אין די מידיא איז געווען באריכטעט אז פינעף אין צוואנציג טויזענט האבען זיך באטליגט אין די לויה.
ליינט!!!
Viznitz grand rebbe's wife dies
By STEVE LIEBERMAN
KASER — Tens of thousands yesterday mourned the death of the wife of the Viznitz grand rebbe, packing the Hasidic Jewish community's main synagogue and streets during a funeral procession and burial ceremony.
Simi Mirel Hager, 76, died yesterday morning at Mount Sinai Hospital in Manhattan. She had been ill for the past year. She held the title rebbetzin as the wife of Grand Rebbe Mordechai Hager, a leader of the worldwide Viznitz Hasidim.
The rebbetzin's lineage included being New Square Grand Rebbe David Twersky's sister. Their father, the late Grand Rebbe Jacob Joseph Twersky, founded New Square in 1954 after leading his followers from the Soviet Union to Brooklyn after World War II and the Holocaust. Her late mother, Rebbetzin Trane Twersky, was known as the mother of New Square.

— INFORMATION SHOWN —
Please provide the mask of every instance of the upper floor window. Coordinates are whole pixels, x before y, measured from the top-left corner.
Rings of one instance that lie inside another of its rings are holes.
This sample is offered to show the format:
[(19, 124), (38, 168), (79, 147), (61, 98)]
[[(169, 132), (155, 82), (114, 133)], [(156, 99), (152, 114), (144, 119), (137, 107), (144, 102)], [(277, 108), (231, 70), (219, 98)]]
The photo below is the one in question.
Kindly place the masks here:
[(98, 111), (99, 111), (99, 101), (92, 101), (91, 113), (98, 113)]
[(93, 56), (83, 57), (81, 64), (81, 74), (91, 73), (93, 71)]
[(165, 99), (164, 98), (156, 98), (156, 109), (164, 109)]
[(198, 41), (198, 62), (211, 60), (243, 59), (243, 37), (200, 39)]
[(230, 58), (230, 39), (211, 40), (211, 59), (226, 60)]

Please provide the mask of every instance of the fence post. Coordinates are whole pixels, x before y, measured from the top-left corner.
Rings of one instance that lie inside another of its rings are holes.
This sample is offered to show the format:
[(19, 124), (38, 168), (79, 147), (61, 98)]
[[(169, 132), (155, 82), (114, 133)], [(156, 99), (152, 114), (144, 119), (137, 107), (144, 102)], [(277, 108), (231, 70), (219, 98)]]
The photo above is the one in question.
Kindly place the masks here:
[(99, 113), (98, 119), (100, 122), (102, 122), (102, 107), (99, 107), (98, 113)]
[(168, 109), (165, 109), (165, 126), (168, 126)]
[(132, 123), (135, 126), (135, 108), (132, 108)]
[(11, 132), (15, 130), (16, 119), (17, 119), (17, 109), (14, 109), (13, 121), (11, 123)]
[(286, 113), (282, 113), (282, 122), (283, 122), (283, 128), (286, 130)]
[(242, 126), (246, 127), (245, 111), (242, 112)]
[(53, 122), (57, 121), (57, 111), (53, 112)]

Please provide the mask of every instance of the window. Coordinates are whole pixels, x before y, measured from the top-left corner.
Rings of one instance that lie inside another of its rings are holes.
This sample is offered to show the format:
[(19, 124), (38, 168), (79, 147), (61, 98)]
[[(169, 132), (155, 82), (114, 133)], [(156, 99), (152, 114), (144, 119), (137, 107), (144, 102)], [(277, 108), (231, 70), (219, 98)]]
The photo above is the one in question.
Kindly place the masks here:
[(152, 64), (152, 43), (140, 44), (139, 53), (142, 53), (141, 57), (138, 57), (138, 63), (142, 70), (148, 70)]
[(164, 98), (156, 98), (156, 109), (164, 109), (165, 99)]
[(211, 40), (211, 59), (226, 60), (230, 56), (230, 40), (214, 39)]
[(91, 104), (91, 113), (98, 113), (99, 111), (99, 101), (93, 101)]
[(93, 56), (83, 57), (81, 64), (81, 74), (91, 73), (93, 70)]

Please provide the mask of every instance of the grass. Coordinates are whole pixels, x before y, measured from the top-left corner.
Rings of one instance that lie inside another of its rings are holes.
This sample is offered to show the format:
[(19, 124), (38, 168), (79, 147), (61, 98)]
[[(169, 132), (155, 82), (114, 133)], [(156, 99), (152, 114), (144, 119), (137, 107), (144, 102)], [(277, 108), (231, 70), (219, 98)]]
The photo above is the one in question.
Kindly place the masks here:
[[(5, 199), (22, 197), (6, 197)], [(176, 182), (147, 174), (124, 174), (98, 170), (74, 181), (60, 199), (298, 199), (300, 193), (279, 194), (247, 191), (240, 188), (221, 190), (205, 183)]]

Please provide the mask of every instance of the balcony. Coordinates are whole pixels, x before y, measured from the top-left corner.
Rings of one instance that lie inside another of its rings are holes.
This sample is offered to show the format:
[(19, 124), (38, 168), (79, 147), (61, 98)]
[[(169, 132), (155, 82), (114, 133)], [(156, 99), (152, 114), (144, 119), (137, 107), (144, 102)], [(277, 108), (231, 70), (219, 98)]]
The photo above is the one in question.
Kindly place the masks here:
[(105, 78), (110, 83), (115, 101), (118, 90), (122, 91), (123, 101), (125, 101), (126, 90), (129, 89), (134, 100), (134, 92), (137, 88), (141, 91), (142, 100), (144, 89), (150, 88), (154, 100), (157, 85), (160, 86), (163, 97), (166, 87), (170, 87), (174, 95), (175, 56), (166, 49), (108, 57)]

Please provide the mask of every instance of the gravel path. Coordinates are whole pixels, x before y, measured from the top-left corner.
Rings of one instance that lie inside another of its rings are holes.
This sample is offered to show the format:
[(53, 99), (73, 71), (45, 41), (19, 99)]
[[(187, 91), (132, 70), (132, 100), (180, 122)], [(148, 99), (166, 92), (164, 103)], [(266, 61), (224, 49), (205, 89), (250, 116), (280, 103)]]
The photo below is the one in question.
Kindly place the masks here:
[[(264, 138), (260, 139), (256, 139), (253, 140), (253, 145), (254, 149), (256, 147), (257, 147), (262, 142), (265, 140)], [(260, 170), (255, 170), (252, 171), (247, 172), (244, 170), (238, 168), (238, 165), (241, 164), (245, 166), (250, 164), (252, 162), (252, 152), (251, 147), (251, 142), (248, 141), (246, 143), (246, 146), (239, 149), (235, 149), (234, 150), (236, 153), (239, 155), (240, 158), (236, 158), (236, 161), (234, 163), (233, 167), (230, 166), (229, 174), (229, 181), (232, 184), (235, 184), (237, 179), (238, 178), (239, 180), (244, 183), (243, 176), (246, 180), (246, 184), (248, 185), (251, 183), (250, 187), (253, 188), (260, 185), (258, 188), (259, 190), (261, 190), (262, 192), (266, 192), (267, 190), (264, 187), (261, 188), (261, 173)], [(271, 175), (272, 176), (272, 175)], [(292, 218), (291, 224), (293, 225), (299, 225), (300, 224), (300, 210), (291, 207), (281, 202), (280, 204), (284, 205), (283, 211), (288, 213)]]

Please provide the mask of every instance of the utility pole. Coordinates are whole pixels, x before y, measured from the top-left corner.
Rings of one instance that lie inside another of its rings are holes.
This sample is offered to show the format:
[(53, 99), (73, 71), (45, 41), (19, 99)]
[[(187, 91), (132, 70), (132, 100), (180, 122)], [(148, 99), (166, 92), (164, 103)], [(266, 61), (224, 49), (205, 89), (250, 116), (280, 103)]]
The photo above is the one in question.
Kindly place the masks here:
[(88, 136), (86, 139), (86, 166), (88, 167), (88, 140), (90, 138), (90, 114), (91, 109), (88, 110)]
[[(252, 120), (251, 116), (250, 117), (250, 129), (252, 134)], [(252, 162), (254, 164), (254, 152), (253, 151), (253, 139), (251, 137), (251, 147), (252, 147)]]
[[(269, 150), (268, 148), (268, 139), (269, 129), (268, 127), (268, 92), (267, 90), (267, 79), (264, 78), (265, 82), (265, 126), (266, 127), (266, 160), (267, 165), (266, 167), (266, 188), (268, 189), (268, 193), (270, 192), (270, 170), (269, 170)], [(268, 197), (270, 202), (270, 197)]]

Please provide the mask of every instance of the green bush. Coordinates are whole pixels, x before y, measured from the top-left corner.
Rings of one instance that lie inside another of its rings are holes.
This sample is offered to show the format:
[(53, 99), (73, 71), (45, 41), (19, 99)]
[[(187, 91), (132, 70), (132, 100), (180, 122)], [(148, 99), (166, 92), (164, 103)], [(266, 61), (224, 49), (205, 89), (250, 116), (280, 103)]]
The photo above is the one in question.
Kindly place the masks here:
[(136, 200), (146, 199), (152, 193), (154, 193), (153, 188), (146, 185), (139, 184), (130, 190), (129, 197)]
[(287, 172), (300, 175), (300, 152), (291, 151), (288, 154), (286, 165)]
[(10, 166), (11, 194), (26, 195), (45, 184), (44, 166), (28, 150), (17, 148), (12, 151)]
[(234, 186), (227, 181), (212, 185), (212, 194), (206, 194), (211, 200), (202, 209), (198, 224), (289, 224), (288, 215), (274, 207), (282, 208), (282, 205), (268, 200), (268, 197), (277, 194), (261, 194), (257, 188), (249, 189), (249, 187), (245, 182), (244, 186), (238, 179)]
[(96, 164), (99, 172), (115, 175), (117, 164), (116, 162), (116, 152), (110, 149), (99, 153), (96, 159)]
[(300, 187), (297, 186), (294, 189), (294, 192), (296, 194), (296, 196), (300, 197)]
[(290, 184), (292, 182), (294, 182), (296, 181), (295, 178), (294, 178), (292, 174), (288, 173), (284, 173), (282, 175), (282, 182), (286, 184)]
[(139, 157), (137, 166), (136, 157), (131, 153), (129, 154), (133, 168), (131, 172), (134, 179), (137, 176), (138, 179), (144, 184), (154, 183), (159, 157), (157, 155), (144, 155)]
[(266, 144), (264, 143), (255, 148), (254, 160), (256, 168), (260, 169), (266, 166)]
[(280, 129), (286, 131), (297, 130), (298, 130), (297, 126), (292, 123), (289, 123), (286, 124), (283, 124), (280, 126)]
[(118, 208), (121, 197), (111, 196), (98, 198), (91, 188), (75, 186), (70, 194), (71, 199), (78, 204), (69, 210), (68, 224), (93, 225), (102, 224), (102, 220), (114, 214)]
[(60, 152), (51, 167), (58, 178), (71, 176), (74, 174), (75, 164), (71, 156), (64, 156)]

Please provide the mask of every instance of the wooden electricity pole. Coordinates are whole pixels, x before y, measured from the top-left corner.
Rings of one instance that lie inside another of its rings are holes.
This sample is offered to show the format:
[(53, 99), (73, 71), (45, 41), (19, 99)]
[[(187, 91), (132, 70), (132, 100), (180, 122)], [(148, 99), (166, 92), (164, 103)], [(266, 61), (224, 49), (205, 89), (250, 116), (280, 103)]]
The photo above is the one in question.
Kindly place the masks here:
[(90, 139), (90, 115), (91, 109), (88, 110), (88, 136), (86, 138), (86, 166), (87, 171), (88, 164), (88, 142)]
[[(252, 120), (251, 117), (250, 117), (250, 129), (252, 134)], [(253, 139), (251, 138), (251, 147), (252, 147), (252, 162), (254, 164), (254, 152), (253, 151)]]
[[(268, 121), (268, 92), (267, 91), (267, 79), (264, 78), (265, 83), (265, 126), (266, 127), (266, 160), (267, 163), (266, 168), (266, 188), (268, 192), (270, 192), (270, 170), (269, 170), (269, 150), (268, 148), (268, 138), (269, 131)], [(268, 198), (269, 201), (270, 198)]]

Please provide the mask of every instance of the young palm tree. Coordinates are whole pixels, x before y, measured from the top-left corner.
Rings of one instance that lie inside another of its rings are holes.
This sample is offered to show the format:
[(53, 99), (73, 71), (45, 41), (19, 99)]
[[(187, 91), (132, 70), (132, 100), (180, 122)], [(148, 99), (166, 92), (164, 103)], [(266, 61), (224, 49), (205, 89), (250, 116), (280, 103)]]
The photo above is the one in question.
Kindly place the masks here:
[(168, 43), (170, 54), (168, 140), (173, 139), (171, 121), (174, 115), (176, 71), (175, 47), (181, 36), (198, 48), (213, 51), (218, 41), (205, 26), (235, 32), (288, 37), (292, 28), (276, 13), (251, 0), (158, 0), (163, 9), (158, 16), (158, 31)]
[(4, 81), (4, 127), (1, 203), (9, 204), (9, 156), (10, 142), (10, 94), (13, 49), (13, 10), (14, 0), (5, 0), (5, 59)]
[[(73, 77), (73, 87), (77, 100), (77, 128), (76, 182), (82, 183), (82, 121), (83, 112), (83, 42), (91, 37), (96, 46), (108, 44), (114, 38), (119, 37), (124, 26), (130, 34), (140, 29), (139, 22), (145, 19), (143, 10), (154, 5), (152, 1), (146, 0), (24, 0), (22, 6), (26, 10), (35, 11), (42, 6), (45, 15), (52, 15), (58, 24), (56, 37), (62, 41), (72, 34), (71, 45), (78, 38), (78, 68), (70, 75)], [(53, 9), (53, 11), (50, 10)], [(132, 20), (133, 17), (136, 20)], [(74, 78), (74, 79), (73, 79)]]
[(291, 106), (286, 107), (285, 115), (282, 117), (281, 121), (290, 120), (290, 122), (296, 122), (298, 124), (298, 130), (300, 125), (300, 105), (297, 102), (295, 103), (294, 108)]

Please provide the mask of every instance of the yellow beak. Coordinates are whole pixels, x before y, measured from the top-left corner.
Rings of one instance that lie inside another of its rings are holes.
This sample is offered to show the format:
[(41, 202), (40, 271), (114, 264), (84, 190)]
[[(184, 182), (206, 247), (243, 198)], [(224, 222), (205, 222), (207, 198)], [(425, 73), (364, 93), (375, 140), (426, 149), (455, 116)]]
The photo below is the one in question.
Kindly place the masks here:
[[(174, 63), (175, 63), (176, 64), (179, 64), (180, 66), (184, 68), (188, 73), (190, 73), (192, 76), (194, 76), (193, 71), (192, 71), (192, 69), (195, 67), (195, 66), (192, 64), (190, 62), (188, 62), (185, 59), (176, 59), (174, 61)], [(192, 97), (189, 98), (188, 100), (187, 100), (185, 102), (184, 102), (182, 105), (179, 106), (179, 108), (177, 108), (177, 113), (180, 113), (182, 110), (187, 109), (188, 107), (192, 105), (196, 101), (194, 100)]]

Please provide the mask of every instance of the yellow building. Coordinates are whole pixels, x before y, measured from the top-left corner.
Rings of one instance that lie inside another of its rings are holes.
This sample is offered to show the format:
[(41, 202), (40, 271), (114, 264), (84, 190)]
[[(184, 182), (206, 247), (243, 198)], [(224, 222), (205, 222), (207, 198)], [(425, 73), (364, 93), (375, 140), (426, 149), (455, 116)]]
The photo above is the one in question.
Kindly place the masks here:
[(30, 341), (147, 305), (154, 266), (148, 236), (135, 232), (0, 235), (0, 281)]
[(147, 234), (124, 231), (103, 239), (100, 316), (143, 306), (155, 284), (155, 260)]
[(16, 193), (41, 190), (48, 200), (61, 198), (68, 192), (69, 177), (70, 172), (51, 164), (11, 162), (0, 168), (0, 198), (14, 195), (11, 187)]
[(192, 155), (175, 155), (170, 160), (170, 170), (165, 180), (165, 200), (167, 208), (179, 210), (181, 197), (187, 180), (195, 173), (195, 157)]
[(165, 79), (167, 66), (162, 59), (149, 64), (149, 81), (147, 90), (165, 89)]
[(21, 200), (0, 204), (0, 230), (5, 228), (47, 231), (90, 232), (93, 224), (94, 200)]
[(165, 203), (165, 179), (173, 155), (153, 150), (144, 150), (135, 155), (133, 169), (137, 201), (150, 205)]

— REQUIREMENT 1 —
Answer these questions using the Viznitz article:
(a) How old was Simi Mirel Hager when she died?
(b) At which hospital did she die?
(c) In what year was New Square founded?
— REQUIREMENT 2 —
Copy the passage of the Viznitz article between "Simi Mirel Hager, 76, died" and "worldwide Viznitz Hasidim.", inclusive.

— RESPONSE BOX 1 —
(a) 76
(b) Mount Sinai Hospital in Manhattan
(c) 1954

— RESPONSE BOX 2 —
Simi Mirel Hager, 76, died yesterday morning at Mount Sinai Hospital in Manhattan. She had been ill for the past year. She held the title rebbetzin as the wife of Grand Rebbe Mordechai Hager, a leader of the worldwide Viznitz Hasidim.